■ **WHAT THE TASK ASKS**: Count the lines in the items below that contain the string "lawn", treating uppercase and lowercase as different, and reply with that number alone.

= = = =

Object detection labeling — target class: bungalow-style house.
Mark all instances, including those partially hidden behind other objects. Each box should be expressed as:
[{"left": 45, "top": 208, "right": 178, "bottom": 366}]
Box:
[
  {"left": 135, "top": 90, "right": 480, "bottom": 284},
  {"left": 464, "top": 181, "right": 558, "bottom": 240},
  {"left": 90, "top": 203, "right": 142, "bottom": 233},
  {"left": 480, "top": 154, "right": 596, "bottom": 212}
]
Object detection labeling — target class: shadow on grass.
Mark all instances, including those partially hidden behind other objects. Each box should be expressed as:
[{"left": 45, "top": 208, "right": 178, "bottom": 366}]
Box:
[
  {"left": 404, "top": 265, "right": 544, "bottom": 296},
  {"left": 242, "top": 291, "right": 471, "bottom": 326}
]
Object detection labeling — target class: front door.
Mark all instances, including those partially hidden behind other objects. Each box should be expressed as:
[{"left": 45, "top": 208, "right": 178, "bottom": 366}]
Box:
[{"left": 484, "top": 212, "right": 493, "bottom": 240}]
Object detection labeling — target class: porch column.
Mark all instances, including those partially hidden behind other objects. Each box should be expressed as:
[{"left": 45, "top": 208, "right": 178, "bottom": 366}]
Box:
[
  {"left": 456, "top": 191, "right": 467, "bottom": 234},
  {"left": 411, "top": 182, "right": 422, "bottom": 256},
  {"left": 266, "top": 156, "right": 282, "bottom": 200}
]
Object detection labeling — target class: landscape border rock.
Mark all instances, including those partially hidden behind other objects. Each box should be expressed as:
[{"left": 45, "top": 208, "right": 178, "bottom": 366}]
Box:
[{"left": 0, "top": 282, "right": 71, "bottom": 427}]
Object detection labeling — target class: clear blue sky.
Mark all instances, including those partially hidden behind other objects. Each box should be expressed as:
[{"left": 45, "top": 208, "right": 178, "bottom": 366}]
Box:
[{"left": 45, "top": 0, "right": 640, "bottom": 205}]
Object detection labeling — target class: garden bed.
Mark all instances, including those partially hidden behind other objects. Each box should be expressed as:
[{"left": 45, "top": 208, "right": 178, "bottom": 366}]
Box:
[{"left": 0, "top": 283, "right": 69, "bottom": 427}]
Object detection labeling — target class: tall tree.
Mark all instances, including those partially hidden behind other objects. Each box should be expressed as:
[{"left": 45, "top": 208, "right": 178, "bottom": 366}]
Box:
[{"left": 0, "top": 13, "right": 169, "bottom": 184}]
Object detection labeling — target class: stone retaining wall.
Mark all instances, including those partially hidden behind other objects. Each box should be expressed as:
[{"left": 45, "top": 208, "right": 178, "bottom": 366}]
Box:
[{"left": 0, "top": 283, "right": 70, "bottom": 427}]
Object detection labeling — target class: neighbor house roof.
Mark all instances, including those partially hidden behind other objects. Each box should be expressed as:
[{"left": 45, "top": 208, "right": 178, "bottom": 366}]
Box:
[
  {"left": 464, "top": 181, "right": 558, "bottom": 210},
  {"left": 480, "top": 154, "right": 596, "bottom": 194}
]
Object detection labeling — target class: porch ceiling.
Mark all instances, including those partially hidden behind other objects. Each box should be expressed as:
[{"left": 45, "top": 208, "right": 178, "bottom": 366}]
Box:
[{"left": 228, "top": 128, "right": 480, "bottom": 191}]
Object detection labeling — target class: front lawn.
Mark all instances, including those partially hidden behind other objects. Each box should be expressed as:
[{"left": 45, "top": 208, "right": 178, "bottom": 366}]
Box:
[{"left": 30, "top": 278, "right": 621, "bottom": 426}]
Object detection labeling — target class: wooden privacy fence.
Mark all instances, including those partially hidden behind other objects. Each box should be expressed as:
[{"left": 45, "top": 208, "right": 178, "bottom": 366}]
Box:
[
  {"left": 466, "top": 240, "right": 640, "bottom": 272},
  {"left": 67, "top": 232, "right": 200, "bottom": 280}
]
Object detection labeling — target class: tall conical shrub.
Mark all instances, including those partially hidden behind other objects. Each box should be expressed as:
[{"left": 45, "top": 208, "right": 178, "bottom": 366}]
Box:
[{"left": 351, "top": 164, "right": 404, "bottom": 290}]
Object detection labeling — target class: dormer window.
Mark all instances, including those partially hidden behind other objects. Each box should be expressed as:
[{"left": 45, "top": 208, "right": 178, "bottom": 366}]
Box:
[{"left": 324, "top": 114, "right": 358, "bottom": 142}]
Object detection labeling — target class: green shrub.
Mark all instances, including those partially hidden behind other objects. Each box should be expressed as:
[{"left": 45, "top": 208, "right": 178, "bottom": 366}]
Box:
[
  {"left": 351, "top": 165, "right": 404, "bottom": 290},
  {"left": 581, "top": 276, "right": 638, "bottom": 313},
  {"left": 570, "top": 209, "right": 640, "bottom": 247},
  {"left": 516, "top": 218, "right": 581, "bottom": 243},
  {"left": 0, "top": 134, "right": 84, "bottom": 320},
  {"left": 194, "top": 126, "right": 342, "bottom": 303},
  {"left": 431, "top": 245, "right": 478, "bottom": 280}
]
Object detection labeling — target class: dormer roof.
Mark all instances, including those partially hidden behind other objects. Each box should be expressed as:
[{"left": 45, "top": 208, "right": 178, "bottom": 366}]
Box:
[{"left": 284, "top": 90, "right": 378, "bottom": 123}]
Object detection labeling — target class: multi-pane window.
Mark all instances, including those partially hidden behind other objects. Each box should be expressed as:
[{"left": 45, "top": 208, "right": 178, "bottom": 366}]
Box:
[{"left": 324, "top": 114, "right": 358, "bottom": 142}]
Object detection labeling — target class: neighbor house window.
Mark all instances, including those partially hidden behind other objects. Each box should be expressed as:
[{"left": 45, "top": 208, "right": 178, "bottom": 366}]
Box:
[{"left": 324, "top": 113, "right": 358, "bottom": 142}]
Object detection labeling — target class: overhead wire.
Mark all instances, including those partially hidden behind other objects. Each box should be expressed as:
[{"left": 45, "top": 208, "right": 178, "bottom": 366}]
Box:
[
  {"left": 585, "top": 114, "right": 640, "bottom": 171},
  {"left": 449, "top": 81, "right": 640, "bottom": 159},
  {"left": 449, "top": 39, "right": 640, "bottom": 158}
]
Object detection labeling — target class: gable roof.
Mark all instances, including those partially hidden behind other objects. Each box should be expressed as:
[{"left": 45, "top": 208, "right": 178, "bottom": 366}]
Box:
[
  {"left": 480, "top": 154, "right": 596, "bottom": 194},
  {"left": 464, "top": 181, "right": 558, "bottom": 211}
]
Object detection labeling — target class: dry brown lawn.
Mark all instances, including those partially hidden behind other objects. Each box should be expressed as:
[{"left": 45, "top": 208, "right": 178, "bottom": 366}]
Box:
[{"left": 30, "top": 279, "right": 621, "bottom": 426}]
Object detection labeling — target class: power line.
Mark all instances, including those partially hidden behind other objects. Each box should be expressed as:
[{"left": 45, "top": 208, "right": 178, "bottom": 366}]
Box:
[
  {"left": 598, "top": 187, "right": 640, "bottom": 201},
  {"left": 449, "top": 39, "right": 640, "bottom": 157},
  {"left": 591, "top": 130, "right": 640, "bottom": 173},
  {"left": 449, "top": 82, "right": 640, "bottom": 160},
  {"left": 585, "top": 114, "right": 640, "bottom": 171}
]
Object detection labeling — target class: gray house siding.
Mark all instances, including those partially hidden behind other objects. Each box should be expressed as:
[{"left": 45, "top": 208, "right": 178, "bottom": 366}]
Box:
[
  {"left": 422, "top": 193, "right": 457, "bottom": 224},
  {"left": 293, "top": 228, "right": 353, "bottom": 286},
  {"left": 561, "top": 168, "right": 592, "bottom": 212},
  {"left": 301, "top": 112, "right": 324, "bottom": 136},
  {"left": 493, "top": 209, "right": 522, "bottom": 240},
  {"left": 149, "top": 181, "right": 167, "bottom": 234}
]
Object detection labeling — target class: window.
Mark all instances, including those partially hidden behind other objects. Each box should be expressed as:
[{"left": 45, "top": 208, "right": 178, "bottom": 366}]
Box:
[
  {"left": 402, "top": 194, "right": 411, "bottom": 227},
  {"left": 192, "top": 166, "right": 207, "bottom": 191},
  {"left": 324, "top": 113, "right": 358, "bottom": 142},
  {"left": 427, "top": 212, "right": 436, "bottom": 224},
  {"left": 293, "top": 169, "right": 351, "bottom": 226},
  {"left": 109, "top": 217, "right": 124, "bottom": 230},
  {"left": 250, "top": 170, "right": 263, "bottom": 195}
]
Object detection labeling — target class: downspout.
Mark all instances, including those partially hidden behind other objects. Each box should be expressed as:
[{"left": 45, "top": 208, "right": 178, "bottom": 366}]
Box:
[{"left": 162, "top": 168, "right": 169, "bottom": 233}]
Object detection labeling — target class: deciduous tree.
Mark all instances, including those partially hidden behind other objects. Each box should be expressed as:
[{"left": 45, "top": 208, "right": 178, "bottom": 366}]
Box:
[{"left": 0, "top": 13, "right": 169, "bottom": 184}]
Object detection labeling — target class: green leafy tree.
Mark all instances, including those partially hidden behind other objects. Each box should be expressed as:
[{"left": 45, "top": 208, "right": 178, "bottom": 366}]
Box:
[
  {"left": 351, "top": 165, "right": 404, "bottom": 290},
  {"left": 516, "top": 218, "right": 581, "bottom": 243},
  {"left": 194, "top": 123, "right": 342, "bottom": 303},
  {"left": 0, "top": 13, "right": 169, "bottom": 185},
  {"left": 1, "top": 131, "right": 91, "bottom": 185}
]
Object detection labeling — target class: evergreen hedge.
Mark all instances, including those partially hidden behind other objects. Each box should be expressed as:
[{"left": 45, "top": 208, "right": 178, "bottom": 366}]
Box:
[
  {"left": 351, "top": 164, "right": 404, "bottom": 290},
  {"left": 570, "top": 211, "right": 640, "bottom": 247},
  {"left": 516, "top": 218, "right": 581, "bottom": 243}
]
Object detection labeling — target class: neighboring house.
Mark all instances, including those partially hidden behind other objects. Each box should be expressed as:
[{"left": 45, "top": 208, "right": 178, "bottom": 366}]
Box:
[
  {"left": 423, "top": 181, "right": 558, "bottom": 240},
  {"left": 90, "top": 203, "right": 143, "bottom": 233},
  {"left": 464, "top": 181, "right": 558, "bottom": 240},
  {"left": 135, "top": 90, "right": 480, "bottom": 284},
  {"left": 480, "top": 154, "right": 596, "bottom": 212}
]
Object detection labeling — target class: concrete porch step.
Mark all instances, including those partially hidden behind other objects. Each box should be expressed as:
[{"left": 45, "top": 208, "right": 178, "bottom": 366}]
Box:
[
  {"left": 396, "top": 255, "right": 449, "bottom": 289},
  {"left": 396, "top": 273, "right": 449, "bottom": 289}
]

= = = =

■ **TASK ANSWER**: 2